▶ **Prompt**: Report how many lines of the data contain the string "this". Add nothing.

▶ **Excerpted data**:
______________________________
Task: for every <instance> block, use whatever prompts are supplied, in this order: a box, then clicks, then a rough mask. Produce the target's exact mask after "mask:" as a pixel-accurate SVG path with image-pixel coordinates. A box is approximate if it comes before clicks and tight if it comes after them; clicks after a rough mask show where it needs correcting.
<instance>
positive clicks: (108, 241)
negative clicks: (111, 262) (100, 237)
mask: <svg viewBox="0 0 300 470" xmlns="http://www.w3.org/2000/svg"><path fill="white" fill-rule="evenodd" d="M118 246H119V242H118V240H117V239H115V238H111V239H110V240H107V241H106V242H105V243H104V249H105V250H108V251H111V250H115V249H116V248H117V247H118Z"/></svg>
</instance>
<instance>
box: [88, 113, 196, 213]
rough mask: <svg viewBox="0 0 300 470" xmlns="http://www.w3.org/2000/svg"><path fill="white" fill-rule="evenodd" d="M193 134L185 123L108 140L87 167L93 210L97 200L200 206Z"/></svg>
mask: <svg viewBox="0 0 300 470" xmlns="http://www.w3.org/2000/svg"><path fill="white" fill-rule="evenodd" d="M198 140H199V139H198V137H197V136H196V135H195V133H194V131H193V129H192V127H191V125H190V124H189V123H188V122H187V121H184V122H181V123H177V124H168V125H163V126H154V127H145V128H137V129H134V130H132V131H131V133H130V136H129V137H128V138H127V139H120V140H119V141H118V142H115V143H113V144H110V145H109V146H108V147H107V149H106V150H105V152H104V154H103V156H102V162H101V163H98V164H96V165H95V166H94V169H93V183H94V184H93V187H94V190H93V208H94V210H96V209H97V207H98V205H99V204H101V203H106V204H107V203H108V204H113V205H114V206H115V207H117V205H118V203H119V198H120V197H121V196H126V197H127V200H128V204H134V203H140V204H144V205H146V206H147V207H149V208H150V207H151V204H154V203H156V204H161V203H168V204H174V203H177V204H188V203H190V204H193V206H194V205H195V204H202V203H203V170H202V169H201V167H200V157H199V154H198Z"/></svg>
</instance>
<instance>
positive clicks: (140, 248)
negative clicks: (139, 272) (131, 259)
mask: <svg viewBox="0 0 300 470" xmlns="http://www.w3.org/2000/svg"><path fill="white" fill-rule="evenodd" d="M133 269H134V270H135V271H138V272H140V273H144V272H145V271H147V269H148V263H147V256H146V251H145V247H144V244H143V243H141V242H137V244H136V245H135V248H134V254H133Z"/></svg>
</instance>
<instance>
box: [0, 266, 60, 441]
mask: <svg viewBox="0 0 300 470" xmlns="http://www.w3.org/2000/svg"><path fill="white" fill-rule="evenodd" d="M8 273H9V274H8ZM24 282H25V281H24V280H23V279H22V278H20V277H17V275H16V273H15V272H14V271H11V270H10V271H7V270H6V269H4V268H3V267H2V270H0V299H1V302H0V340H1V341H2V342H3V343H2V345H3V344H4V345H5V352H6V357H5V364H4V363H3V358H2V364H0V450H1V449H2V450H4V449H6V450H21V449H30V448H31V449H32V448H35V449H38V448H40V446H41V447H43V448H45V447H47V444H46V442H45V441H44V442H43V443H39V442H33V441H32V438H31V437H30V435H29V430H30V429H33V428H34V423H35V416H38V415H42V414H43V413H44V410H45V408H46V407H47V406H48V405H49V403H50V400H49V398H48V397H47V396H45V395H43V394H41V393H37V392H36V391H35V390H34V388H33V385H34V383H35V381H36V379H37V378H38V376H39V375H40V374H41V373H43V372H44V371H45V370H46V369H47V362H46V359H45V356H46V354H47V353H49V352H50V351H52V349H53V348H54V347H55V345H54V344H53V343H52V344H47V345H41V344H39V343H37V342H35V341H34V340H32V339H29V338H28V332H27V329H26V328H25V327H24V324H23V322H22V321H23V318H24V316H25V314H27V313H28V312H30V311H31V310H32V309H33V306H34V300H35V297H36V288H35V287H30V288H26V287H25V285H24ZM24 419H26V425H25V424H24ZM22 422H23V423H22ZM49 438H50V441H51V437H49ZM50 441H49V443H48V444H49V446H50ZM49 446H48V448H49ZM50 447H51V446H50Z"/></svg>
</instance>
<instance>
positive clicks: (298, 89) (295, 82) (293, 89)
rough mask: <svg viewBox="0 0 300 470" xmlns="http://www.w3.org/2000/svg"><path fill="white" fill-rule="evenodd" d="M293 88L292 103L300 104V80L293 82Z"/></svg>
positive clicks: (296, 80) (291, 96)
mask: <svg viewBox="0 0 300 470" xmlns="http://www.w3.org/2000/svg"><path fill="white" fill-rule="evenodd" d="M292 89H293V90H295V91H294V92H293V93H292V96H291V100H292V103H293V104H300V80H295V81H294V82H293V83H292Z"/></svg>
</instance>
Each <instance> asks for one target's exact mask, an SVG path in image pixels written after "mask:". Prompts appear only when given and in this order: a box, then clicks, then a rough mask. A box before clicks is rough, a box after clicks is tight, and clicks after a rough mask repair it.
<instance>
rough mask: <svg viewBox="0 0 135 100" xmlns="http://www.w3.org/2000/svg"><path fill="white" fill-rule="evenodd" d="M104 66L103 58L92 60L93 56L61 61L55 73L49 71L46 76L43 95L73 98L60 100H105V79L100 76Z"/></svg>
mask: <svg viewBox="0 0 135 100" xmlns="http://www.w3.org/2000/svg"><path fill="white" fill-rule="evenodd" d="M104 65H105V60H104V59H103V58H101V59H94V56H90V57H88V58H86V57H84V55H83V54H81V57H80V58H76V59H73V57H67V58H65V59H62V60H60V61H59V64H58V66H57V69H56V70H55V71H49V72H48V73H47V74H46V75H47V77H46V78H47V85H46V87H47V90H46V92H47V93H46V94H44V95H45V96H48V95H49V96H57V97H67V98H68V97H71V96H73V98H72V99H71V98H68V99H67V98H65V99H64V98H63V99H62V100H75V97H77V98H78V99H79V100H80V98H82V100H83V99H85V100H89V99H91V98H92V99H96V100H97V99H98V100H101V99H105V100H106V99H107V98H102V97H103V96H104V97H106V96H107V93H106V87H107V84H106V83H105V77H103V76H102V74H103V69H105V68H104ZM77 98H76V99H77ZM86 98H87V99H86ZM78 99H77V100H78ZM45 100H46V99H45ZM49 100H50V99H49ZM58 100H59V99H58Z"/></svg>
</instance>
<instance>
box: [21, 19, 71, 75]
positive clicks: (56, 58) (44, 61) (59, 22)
______________________________
▶ **Your response**: 2